While the IOMLP makes a special effort to embed language in culturally rich contexts, the Project is all too familiar with the opposite possibility: that traditional language can be used in contexts far removed from traditional cultural practices and values. The director of the Project often receives requests to calque English idioms, for example, “Go green!” (for a tribal environmental awareness program) or “I [heart icon] boobies!” (for breast cancer awareness bracelets). He has also been asked to provide Chiwere equivalents for terms from the video game Halo. These requests are met with ambivalence since they have no connection to traditional cultural practices or can even seem antithetical to them. For example, the request for “I [heart icon] boobies!” provoked a lesson on traditional attitudes toward body parts, body functions, and sexuality. And when I explained to the IOMLP what Halo is (a first-person shooter, i.e., rather violent, video game), the director expressed reservations that Chiwere language be associated with it at all. In some cases, then, indigenous languages can be used not just for cultural practices that are seen as untraditional (ordering a cheeseburger) but also anti-traditional (ones that promote dominant society attitudes toward sex, violence, etc.).

# DATA LISTING
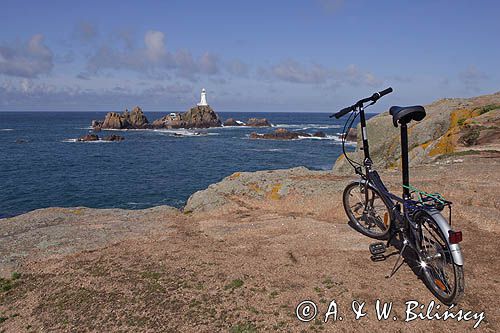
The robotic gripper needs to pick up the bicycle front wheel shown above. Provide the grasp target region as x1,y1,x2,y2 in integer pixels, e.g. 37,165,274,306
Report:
343,181,391,240
414,211,464,305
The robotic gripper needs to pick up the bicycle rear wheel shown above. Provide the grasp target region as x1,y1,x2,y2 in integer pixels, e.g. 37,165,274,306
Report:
343,181,391,239
414,211,464,305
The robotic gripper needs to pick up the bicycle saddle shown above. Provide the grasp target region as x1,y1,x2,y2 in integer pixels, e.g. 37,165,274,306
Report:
389,105,425,127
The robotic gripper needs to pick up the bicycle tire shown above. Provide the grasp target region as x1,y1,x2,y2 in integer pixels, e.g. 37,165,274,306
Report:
414,211,465,305
342,181,391,240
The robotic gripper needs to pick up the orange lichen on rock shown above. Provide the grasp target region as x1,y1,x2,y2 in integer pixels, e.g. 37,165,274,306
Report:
268,183,282,200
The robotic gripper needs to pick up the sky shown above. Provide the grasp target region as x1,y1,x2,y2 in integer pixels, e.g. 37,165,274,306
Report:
0,0,500,112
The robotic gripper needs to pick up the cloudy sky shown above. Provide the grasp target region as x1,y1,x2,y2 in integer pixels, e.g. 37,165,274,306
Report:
0,0,500,111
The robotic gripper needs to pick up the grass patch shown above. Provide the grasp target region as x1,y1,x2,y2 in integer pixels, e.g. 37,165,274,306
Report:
459,127,481,147
478,104,500,115
0,272,21,292
229,323,257,333
224,279,243,290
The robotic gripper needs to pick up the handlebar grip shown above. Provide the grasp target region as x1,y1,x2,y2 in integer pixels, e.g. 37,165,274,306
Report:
378,87,392,97
333,106,352,119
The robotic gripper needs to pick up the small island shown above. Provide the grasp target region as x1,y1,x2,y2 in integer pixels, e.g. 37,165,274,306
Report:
91,88,271,131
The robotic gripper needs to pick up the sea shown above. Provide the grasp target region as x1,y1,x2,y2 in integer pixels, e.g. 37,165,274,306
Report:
0,112,368,218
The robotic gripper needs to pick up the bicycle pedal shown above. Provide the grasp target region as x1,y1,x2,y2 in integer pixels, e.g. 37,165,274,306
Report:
370,254,387,262
370,242,387,257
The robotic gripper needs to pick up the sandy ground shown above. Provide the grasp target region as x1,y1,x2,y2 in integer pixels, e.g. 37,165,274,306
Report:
0,153,500,332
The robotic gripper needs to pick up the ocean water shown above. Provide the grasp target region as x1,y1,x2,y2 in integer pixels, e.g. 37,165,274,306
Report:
0,112,366,217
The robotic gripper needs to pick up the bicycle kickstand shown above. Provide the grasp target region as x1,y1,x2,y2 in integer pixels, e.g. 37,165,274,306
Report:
385,239,408,279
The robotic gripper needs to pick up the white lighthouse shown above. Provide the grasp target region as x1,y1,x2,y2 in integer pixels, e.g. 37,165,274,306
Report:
197,88,208,106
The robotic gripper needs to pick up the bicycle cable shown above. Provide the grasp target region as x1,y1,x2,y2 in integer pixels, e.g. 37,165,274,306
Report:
342,110,362,169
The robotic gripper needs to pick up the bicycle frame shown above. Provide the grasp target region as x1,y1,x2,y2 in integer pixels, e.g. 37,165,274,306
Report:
355,105,463,265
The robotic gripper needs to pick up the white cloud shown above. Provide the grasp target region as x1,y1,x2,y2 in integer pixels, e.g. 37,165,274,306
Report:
87,30,219,80
0,34,54,78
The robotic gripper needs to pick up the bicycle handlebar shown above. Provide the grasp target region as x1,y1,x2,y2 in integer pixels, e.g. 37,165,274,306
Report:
330,87,392,119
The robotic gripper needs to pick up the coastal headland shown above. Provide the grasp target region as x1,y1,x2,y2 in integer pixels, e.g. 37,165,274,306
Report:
0,93,500,332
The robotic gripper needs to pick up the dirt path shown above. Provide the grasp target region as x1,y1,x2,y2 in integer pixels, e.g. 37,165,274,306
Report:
0,152,500,332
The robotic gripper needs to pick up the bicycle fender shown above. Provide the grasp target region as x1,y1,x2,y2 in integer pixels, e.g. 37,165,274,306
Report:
427,209,464,266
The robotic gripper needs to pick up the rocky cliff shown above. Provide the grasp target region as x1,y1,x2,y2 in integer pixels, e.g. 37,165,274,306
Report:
333,92,500,174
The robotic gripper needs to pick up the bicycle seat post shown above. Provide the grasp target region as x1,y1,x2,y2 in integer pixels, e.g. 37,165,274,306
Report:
359,106,372,167
401,122,410,200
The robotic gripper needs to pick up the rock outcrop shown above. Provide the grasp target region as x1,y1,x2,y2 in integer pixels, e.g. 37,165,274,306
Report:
92,106,148,130
333,92,500,174
92,105,222,131
250,128,326,140
341,127,358,142
102,134,125,141
182,105,222,128
246,118,271,127
78,133,99,142
224,118,246,126
78,133,125,142
151,112,183,128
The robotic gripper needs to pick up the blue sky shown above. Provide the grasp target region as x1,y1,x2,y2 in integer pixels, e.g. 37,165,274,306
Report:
0,0,500,111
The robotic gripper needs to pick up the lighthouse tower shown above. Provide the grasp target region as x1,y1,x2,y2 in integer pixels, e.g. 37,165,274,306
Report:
197,88,208,106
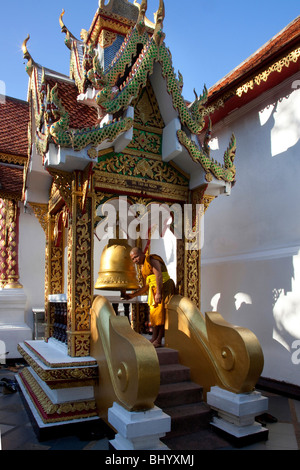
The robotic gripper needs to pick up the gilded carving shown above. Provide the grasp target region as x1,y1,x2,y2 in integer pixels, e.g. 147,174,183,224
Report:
20,368,97,423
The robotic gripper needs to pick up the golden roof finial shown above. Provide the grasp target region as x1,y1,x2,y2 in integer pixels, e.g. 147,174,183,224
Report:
22,34,33,76
153,0,165,46
133,0,155,29
59,9,77,49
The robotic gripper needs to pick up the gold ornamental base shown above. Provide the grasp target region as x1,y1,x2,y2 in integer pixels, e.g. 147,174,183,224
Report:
17,340,99,440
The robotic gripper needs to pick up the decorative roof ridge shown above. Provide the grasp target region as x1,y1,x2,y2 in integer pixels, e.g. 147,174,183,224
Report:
208,15,300,101
0,95,29,109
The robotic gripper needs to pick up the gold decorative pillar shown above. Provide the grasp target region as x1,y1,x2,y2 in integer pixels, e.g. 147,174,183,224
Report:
45,213,64,339
67,172,95,357
177,186,215,310
0,198,22,288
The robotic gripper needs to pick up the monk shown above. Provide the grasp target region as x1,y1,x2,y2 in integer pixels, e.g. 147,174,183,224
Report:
125,247,175,348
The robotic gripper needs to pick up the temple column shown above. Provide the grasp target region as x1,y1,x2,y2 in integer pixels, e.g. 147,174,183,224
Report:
177,187,215,310
0,199,32,361
0,199,22,288
67,172,95,357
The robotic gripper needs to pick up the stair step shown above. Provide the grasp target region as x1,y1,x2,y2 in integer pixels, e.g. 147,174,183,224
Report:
160,364,190,385
155,382,203,410
156,348,178,365
164,402,211,438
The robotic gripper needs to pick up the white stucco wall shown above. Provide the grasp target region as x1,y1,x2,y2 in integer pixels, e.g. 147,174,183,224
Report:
19,205,45,328
202,74,300,385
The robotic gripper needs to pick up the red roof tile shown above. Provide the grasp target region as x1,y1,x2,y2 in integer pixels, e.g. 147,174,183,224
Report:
0,97,29,157
209,16,300,99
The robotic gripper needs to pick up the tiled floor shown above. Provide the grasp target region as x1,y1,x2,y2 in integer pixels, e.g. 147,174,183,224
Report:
0,365,300,451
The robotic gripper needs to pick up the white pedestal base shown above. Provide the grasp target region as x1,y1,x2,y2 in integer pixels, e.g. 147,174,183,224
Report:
108,403,171,450
0,289,32,363
207,387,268,445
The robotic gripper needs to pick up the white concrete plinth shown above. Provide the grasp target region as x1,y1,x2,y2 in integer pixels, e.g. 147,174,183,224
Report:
108,403,171,450
0,289,32,363
207,387,268,438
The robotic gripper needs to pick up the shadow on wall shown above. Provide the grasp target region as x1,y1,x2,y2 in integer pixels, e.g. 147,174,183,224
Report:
202,251,300,378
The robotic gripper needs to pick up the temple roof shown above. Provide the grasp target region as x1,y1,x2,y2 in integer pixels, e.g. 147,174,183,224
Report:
207,16,300,123
0,97,29,199
0,96,29,160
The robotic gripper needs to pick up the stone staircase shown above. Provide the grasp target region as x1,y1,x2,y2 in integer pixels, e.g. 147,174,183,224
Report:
155,348,211,450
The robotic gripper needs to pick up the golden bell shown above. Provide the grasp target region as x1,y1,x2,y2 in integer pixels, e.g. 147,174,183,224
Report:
95,239,139,292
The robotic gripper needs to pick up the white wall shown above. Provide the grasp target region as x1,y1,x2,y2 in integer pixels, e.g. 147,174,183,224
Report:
19,205,45,328
202,74,300,385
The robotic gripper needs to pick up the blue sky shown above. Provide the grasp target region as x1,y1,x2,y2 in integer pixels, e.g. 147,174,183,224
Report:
0,0,300,100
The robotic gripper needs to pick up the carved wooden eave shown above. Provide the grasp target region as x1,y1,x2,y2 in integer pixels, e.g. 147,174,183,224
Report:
23,0,236,210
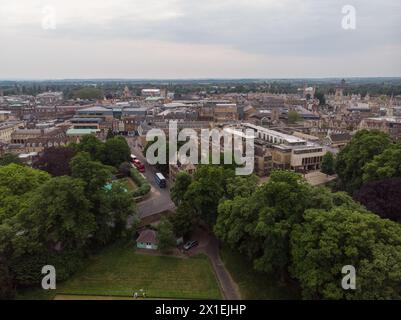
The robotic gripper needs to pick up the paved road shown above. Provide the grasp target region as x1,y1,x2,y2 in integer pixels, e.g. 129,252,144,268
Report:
189,228,241,300
127,137,175,218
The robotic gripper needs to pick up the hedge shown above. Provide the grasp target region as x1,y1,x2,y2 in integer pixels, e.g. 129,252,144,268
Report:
131,168,151,198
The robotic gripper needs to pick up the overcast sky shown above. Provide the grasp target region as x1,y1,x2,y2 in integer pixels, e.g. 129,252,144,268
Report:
0,0,401,79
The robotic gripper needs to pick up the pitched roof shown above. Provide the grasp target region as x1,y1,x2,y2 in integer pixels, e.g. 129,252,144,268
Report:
136,229,158,244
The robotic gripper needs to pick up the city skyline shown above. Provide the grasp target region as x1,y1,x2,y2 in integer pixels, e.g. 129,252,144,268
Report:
0,0,401,80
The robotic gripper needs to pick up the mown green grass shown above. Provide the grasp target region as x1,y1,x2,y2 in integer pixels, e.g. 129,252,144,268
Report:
19,245,221,299
117,178,138,191
220,247,301,300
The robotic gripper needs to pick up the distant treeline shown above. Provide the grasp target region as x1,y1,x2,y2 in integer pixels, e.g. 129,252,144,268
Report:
0,78,401,99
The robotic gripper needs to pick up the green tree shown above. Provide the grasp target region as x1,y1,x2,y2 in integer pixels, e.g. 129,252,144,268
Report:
322,152,335,175
103,137,131,168
0,260,15,300
315,91,326,106
98,182,136,240
171,172,192,206
0,153,22,166
106,129,114,140
363,142,401,182
70,134,105,162
291,207,401,299
227,174,259,199
0,163,50,196
185,165,234,226
168,201,198,237
157,217,176,252
336,130,391,194
70,152,113,198
288,111,302,124
21,176,96,249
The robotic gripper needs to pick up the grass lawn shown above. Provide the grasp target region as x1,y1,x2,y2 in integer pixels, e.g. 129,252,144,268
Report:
220,247,301,300
117,178,138,191
18,245,221,299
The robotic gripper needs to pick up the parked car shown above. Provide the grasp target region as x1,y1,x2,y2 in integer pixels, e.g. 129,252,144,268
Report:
132,159,145,172
184,240,199,251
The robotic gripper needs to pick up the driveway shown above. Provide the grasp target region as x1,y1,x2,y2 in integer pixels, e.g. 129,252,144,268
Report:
126,138,175,218
188,228,241,300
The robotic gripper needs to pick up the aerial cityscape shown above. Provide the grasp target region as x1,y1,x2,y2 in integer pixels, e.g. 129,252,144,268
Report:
0,0,401,310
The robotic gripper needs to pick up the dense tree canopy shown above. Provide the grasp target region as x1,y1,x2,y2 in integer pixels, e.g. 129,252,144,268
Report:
291,207,401,299
35,147,75,177
157,217,176,251
336,130,391,194
363,142,401,182
355,178,401,222
70,152,113,197
102,137,131,168
0,142,135,298
171,172,192,206
322,152,335,175
0,153,22,166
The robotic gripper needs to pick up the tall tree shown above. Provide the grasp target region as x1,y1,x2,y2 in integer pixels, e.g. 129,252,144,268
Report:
22,176,95,249
157,217,176,251
171,172,192,206
322,152,335,175
0,153,22,166
355,178,401,222
336,130,391,194
103,137,131,168
291,207,401,299
35,147,75,177
70,152,113,198
363,142,401,182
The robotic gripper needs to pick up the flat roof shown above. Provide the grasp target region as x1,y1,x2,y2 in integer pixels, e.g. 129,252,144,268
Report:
67,129,100,136
243,123,306,143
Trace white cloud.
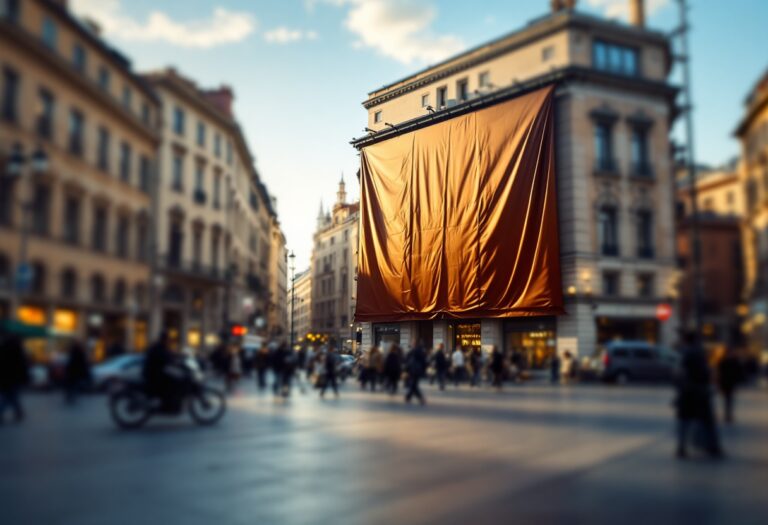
[264,27,317,44]
[307,0,465,64]
[587,0,670,20]
[72,0,256,48]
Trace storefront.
[503,317,557,369]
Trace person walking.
[432,343,449,390]
[384,344,403,395]
[320,346,339,399]
[675,332,723,459]
[64,341,91,405]
[717,348,744,423]
[405,341,427,405]
[0,333,29,425]
[451,346,467,387]
[490,345,504,390]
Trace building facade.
[736,72,768,353]
[353,2,677,366]
[0,0,160,358]
[146,69,284,349]
[311,177,360,348]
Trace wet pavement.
[0,376,768,525]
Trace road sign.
[656,303,672,322]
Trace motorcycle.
[109,357,227,429]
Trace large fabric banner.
[355,87,563,322]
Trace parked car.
[594,341,680,384]
[91,354,144,391]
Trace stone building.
[353,0,677,366]
[0,0,160,359]
[736,68,768,353]
[311,177,360,347]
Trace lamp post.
[288,250,296,352]
[5,143,48,319]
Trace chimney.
[203,85,235,117]
[629,0,645,27]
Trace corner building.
[353,1,677,367]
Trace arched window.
[60,267,77,299]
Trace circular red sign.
[656,303,672,321]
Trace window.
[171,153,184,192]
[637,273,654,297]
[456,78,469,102]
[64,195,80,244]
[96,126,109,172]
[139,159,152,193]
[435,86,448,109]
[43,16,58,50]
[72,42,88,73]
[173,106,184,136]
[91,206,108,252]
[115,216,130,258]
[631,127,651,177]
[37,88,55,140]
[592,40,640,76]
[637,210,653,259]
[603,272,619,296]
[98,66,110,91]
[2,67,19,122]
[32,184,51,235]
[597,205,619,255]
[595,122,615,171]
[120,142,132,184]
[69,109,83,155]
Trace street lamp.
[5,143,48,319]
[288,250,296,352]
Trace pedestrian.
[717,348,744,423]
[320,346,339,398]
[469,348,483,387]
[490,345,504,390]
[451,346,466,387]
[384,343,403,395]
[0,333,29,425]
[405,341,427,405]
[432,343,448,390]
[64,341,91,404]
[674,332,723,459]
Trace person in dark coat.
[384,344,403,395]
[491,345,504,390]
[675,333,723,458]
[717,348,744,423]
[64,341,91,404]
[432,343,450,390]
[405,342,427,405]
[0,333,29,424]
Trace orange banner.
[355,87,563,321]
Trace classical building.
[352,0,677,366]
[736,71,768,353]
[676,163,744,345]
[311,177,360,348]
[145,68,284,348]
[0,0,160,358]
[288,269,312,343]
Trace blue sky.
[71,0,768,269]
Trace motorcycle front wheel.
[187,386,227,425]
[109,390,151,429]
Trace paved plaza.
[0,383,768,525]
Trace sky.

# WORK TO COMPLETE
Does each statement agree with the text about the Chiwere language project? Answer yes or no for each, quoting the words of the text that decide it.
(a) The director has been asked to supply Chiwere equivalents for terms from the video game Halo.
(b) The request to calque "Go green!" came from a breast cancer awareness effort.
(c) The director welcomed having the Chiwere language associated with Halo.
The records are material separate from the text about the Chiwere language project.

# REPLY
(a) Yes: "He has also been asked to provide Chiwere equivalents for terms from the video game Halo."
(b) No: "“Go green!” (for a tribal environmental awareness program)"
(c) No: "the director expressed reservations that Chiwere language be associated with it at all."